## What needs to be done:
Nothing in the data may change. Copy all of it exactly.

[Opening Dataset extract section]

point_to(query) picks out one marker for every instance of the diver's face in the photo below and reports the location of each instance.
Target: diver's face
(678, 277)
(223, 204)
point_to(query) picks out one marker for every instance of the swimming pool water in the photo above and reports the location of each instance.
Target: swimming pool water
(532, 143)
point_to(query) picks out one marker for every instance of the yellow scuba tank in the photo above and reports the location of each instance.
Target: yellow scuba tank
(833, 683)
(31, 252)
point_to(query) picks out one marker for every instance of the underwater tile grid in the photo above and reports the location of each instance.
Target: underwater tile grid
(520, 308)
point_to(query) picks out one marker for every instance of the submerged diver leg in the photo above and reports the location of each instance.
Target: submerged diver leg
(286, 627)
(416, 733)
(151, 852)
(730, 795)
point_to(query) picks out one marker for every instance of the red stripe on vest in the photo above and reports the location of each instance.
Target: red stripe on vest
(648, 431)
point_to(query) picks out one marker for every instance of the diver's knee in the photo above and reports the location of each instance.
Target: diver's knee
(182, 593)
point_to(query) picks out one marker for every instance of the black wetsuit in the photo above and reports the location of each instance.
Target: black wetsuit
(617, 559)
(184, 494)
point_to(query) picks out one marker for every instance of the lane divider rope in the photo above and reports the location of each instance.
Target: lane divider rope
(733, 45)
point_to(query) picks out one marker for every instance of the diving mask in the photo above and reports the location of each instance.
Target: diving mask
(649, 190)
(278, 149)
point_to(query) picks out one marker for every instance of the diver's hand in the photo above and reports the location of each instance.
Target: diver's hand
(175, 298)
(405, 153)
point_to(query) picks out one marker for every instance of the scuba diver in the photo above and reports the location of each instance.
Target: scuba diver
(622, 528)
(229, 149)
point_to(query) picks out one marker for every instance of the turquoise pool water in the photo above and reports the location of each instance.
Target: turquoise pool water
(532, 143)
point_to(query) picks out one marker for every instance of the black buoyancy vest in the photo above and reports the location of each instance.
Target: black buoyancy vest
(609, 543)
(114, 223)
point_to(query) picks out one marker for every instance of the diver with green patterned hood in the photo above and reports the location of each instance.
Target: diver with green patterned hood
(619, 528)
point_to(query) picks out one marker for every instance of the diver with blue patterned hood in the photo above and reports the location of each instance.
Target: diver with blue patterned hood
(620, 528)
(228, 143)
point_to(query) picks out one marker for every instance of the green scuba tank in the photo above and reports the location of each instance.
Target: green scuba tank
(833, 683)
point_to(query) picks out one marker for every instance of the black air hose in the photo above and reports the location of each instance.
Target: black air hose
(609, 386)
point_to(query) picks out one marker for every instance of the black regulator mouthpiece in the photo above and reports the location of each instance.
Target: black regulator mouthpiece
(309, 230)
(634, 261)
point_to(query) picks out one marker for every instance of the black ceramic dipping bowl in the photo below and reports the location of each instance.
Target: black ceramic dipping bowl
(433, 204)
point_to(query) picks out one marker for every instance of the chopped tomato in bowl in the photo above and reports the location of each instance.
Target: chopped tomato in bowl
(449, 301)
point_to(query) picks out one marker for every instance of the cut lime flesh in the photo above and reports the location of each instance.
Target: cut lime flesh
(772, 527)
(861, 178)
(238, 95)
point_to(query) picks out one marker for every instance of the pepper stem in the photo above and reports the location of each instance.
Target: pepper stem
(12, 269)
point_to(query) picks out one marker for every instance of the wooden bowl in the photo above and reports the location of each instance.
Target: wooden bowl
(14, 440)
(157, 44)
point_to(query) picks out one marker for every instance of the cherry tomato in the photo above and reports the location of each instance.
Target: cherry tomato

[Closing Dataset extract section]

## Response to this exercise:
point_to(query) picks out one marker for every instance of the diver's face in the photo below and reports the location of each instance.
Target: diver's face
(678, 277)
(223, 204)
point_to(query) picks out one marker for every instance of the swimming pool water in the photo above and reports the location of each instance.
Target: swimming pool water
(532, 143)
point_to(query) picks out one marker for every instance of the yellow scuba tank in the photo above and reports the location of each instance.
Target: yellow scuba tank
(833, 683)
(31, 252)
point_to(query) picks out one marker for every instance of the underwater tile grid in the photo above and reports the location of each instance.
Target: underwater tile grid
(520, 308)
point_to(query) picks out one marker for every instance of the submerged diver leg in the photo above and reports the location of each instance.
Target: submerged diver leg
(286, 627)
(416, 733)
(151, 852)
(730, 795)
point_to(query) picks out one marker for every instance of the red stripe on vest in the photo above and reports the location of each instance.
Target: red stripe on vest
(648, 431)
point_to(query) picks out one marker for every instance of the diver's knee in the photo above and reports the location of each instance.
Target: diver's knee
(182, 593)
point_to(query) picks out one marker for every instance of the black wetsuit in the photo above and reports the location of each instance.
Target: black wetsuit
(617, 559)
(184, 494)
point_to(query) picks out one marker for every instance of the lane divider rope in the photo above and reports the location of each instance.
Target: lane divider rope
(733, 45)
point_to(query) picks out one marker for every instance of the diving mask in the photo above and reports the location of each instance.
Target: diving mask
(649, 190)
(278, 149)
point_to(query) picks out one marker for every instance of the diver's hand in the photo above and reports the location of each instance.
Target: diver's hand
(175, 298)
(405, 153)
point_to(query) picks out one marker for every instance of the scuba diver in the photo above and reports the location of each instance.
Target: scuba diver
(622, 528)
(229, 149)
point_to(query) picks out one marker for every instance of the turquoise pool water in the photo above and reports the location of each instance.
Target: turquoise pool water
(532, 143)
point_to(query) picks out one marker for every instance of the black buoyancy vest in the photo above and reports the location of each instance.
Target: black buoyancy vest
(609, 543)
(114, 223)
point_to(query) picks out one marker for every instance of the diver with green patterned hood in the photo above and reports the location of each instance.
Target: diver with green patterned hood
(619, 528)
point_to(query) picks out one marker for every instance of the diver with blue patterned hood in the photo above and reports the location of each instance.
Target: diver with blue patterned hood
(620, 528)
(228, 143)
point_to(query) picks out one marker for every instance of the green scuba tank in the photo above and reports the location of each instance.
Target: green scuba tank
(833, 683)
point_to(query) picks out one marker for every instance of the black air hose in the photo above and reports the location of each instance.
Target: black air hose
(609, 386)
point_to(query) picks out one marker for every instance of the black regulator mouthpiece in the photo above and reports the location of each instance.
Target: black regulator mouthpiece
(309, 230)
(634, 261)
point_to(query) picks out one marker for every instance of the black ceramic dipping bowl in the photo below and reports the location of each instance.
Target: black ceramic dipping bowl
(433, 204)
point_to(query) picks out one marker for every instance of the chopped tomato in bowl in the photo above and reports the location of each instance.
Target: chopped tomato in bowl
(449, 301)
point_to(query) picks out one marker for every instance of the cut lime flesh in the photo above and reports the location of each instance.
Target: cut lime flesh
(772, 527)
(861, 178)
(238, 95)
point_to(query) picks out one marker for every instance of the pepper stem in the photo above and reports the location of each instance.
Target: pepper stem
(12, 269)
point_to(query) picks out one marker for every instance of the wooden bowl in the photo above and reports the location of each instance.
Target: wooden bowl
(14, 440)
(157, 44)
point_to(query) picks out one marker for every instance of the cherry tomato in the photo above and reports the location of each instance.
Target: cherry tomato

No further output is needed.